Document passage ::
Treasury Secretary Janet Yellen revised the projected X-date for the budget ceiling to June 5, pushing back the threat of a default on the nation’s financial obligations for four days.
Yellen updated the prediction on the afternoon of May 26, revising the previous estimate of “early June” given in January and later revised to “potentially as early as June 1.”
The X-date refers to the date when the Treasury will lack the funds to pay all of the nation’s bills on time if Congress does not raise the federal spending limit.
The Treasury must make $258 billion in payments during the first week of June, Yellen said, including benefits for veterans and Social Security recipients, and transfers to the Medicare and Social Security trust funds.
“Therefore, our projected resources would be inadequate to satisfy all of these obligations,” Yellen wrote.
The revised default date provides breathing room for negotiators, who have been meeting intently for two weeks to forge a compromise on the terms for raising the $31.4 trillion borrowing limit.
Points of Contention
President Joe Biden has insisted that negotiations are over spending cuts and other provisions of the Limit, Save, Grow Act passed by the House in April, not the debt ceiling itself. He maintains that Congress has a constitutional duty to increase the debt limit in order to preserve the full faith and credit of the United States.
House Speaker Kevin McCarthy (R-Calif.) said beginning in January that Republicans will not raise the debt limit unless Democrats agree to reduce federal discretionary spending in 2024 with no increase in taxes.
The Limit, Save, Grow Act raises the debt limit by $1.5 trillion while lowering federal discretionary spending to the 2022 level, capping annual spending increases at 1 percent for 10 years, strengthening work requirements for some recipients of federal assistance, taking back unspent COVID-19 funds, and easing requirements for permits to drill for oil and gas.
Details of a possible bipartisan agreement were leaked on May 25. The supposed plan would increase the debt limit by $3.5 trillion to $4 trillion and cut spending, according to Rep. Chip Roy (R-Texas), but would not include all Republican demands.
The president said on May 25 that he has offered to cut spending in 2024 and cap spending for two years.

Data provided ::

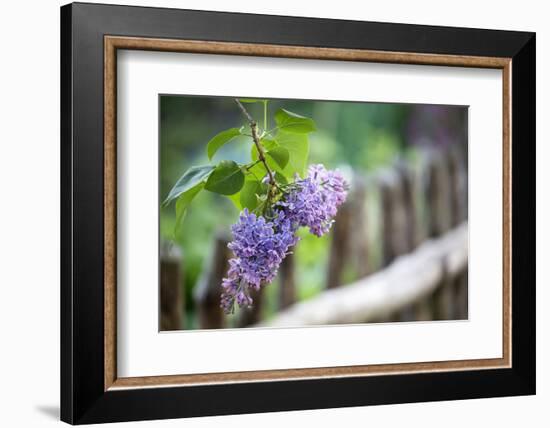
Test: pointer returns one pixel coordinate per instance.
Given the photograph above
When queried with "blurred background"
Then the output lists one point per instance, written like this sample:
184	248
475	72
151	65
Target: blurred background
398	249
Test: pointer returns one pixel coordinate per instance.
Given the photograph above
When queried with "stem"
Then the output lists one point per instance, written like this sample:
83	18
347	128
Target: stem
254	129
265	115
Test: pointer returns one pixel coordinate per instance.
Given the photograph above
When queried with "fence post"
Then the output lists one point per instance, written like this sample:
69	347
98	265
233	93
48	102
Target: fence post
459	200
395	241
208	290
287	282
439	204
171	284
358	229
408	180
339	246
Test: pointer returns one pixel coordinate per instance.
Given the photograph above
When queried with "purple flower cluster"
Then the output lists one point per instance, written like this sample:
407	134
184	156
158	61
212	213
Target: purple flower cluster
259	245
314	200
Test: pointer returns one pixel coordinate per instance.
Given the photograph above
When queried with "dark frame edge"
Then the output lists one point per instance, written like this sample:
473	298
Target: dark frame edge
523	219
66	130
82	399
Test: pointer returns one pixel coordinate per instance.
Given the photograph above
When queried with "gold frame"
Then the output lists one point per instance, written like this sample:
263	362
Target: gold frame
112	43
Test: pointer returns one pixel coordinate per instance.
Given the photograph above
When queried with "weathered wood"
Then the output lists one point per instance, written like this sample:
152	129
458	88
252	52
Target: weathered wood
359	245
287	282
410	278
438	195
458	179
394	216
340	245
171	287
460	294
458	182
412	231
208	290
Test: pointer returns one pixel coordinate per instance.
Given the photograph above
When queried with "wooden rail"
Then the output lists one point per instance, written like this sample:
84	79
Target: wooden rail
409	278
406	262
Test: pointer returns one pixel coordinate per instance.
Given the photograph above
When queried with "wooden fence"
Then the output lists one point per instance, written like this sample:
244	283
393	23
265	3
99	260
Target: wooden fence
418	273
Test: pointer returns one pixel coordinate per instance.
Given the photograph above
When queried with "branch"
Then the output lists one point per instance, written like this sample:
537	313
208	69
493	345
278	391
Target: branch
254	129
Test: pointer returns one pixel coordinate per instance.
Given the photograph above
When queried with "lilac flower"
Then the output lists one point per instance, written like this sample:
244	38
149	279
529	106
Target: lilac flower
259	247
314	201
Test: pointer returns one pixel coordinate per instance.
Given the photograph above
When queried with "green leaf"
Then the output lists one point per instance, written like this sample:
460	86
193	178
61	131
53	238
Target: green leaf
183	202
279	155
292	122
298	149
251	100
267	144
191	177
236	199
248	198
281	179
276	157
221	139
226	179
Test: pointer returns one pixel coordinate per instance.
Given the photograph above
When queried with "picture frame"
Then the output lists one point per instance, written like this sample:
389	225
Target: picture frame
91	391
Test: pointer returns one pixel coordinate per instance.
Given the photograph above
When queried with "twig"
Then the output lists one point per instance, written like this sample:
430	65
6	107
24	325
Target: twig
254	129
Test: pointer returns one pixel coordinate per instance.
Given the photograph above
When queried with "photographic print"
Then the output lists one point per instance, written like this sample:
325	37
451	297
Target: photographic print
293	213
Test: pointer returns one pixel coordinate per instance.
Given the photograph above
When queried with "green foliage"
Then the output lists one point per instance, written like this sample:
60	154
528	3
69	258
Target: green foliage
292	122
280	155
298	149
183	202
251	193
284	155
221	139
226	179
192	177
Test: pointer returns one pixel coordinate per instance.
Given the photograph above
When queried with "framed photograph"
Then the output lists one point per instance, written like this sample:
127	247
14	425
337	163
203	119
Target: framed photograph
267	213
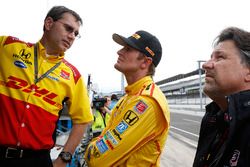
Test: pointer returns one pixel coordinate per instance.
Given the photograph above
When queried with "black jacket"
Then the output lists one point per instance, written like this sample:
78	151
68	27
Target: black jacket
225	136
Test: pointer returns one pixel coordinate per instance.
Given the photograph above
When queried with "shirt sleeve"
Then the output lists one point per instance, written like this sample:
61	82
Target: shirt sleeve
79	109
131	126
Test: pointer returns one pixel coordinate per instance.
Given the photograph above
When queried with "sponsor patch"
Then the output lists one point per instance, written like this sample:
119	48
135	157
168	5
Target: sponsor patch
140	107
111	138
53	78
96	153
122	127
102	147
234	160
65	74
89	151
20	64
130	117
117	134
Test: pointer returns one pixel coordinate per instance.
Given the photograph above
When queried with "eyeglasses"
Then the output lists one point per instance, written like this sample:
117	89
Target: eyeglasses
70	29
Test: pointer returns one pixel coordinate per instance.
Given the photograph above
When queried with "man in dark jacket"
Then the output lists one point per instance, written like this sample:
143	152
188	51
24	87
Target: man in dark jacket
225	129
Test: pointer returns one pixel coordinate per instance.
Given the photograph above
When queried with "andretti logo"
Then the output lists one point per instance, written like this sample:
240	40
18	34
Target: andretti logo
46	95
22	55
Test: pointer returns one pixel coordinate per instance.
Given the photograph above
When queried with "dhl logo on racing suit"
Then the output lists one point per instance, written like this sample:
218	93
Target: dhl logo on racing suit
17	83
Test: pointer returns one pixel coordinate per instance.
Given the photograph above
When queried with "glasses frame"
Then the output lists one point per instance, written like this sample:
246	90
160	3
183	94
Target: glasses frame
70	29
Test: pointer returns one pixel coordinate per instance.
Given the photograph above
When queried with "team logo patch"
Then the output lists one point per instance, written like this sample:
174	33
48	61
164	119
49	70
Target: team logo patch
116	134
235	158
141	107
96	153
111	138
130	117
20	64
65	74
122	127
101	145
89	151
52	78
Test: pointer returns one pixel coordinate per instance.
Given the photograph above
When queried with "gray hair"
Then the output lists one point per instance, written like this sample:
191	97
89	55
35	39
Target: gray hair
241	39
57	12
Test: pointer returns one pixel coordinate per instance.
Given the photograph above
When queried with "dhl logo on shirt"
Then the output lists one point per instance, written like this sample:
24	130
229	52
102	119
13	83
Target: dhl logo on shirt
17	83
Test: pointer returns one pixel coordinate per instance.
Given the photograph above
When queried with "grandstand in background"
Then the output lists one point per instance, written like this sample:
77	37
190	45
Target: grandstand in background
185	89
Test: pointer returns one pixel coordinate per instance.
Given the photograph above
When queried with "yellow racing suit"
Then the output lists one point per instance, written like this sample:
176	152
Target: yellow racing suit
137	130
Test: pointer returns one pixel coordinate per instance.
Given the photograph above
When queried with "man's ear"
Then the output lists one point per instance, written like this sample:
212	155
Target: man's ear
147	62
247	77
48	22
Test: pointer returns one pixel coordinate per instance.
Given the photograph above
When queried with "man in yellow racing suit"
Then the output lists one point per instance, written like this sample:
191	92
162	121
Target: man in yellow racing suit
139	124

Check your understanding ::
- A) Reproduce the debt ceiling article word for word, from "Yellen updated the" down to "trillion borrowing limit.".
- B) In the debt ceiling article, how much in payments does the Treasury have to make during the first week of June?
The records can be set aside.

Completed exercise ::
- A)
Yellen updated the prediction on the afternoon of May 26, revising the previous estimate of “early June” given in January and later revised to “potentially as early as June 1.”
The X-date refers to the date when the Treasury will lack the funds to pay all of the nation’s bills on time if Congress does not raise the federal spending limit.
The Treasury must make $258 billion in payments during the first week of June, Yellen said, including benefits for veterans and Social Security recipients, and transfers to the Medicare and Social Security trust funds.
“Therefore, our projected resources would be inadequate to satisfy all of these obligations,” Yellen wrote.
The revised default date provides breathing room for negotiators, who have been meeting intently for two weeks to forge a compromise on the terms for raising the $31.4 trillion borrowing limit.

- B) $258 billion